* Information provided:
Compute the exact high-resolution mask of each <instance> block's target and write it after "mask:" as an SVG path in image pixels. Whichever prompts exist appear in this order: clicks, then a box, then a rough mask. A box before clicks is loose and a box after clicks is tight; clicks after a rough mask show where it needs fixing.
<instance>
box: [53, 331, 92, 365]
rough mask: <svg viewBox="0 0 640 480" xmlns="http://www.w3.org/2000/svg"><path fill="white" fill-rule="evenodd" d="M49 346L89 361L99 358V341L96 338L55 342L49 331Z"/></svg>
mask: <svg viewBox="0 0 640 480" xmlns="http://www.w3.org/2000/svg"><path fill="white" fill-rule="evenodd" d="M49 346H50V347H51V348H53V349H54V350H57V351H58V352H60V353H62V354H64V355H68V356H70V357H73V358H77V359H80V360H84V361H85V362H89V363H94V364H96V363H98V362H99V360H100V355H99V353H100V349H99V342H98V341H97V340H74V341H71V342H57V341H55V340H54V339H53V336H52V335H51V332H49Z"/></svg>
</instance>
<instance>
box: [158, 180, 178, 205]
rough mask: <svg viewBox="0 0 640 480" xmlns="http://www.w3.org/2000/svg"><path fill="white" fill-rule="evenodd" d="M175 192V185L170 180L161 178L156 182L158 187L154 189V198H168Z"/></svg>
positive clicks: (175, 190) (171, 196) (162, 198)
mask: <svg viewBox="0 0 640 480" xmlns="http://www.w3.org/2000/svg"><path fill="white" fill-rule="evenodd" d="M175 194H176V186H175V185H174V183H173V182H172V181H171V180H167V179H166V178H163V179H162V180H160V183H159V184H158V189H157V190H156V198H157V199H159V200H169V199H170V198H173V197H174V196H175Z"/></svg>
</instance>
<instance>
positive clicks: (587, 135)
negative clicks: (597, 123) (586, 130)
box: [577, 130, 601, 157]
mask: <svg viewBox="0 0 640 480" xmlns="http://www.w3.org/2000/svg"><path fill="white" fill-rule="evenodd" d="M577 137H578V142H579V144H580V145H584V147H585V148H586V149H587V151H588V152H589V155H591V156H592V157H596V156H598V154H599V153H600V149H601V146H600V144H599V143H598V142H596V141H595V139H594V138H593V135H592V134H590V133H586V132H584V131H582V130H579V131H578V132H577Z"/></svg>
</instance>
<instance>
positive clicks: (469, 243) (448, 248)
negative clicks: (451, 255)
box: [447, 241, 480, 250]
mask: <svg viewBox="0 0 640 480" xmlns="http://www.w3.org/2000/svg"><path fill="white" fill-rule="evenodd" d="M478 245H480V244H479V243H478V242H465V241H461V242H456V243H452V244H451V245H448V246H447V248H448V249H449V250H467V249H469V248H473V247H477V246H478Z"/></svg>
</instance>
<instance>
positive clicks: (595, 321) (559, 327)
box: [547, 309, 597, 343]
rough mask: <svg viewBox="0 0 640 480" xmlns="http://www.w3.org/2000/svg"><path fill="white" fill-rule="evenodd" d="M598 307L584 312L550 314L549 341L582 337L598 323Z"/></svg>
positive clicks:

* Directions for this task:
Reproduce every line of the records above word for word, from the first line to the last.

* Answer for this exercise:
Compute the exact high-resolution mask of each <instance> block's target and write it after "mask:" as an SVG path in image pixels. Whichever prompts exist appear in this order: clicks, then a box, then a rough mask. A box before clicks is loose and a box after clicks is tight; clicks after a rough mask show where it needs fixing.
<instance>
box: [53, 331, 92, 365]
rough mask: <svg viewBox="0 0 640 480" xmlns="http://www.w3.org/2000/svg"><path fill="white" fill-rule="evenodd" d="M49 346L89 361L99 358V341L96 338L55 342L49 331Z"/></svg>
mask: <svg viewBox="0 0 640 480" xmlns="http://www.w3.org/2000/svg"><path fill="white" fill-rule="evenodd" d="M49 346H50V347H51V348H53V349H54V350H57V351H58V352H60V353H62V354H64V355H68V356H70V357H73V358H77V359H80V360H84V361H85V362H89V363H94V364H96V363H98V362H99V360H100V355H99V353H100V349H99V342H98V341H97V340H74V341H71V342H57V341H55V340H54V339H53V336H52V335H51V332H49Z"/></svg>
</instance>
<instance>
box: [158, 180, 178, 205]
rough mask: <svg viewBox="0 0 640 480" xmlns="http://www.w3.org/2000/svg"><path fill="white" fill-rule="evenodd" d="M175 192V185L170 180L161 178L156 182L158 187L154 189V198H168Z"/></svg>
positive clicks: (175, 190) (171, 196) (162, 198)
mask: <svg viewBox="0 0 640 480" xmlns="http://www.w3.org/2000/svg"><path fill="white" fill-rule="evenodd" d="M175 194H176V186H175V185H174V183H173V182H172V181H171V180H167V179H166V178H163V179H162V180H160V183H159V184H158V189H157V190H156V198H157V199H159V200H169V199H170V198H173V197H174V196H175Z"/></svg>
</instance>
<instance>
positive clicks: (587, 135)
negative clicks: (597, 123) (586, 130)
box: [577, 130, 601, 157]
mask: <svg viewBox="0 0 640 480" xmlns="http://www.w3.org/2000/svg"><path fill="white" fill-rule="evenodd" d="M577 137H578V142H579V144H580V145H584V147H585V148H586V149H587V151H588V152H589V155H591V156H592V157H596V156H598V154H599V153H600V149H601V146H600V144H599V143H598V142H596V141H595V139H594V138H593V135H592V134H590V133H586V132H584V131H582V130H579V131H578V132H577Z"/></svg>
</instance>
<instance>
positive clicks: (469, 243) (448, 248)
negative clicks: (451, 255)
box: [447, 241, 480, 250]
mask: <svg viewBox="0 0 640 480" xmlns="http://www.w3.org/2000/svg"><path fill="white" fill-rule="evenodd" d="M478 245H480V244H479V243H478V242H465V241H461V242H456V243H452V244H451V245H448V246H447V248H448V249H449V250H467V249H469V248H473V247H477V246H478Z"/></svg>
</instance>
<instance>
positive clicks: (595, 321) (559, 327)
box: [547, 309, 597, 343]
rough mask: <svg viewBox="0 0 640 480" xmlns="http://www.w3.org/2000/svg"><path fill="white" fill-rule="evenodd" d="M598 307L584 312L550 314L549 341L582 337L598 323Z"/></svg>
positive clicks:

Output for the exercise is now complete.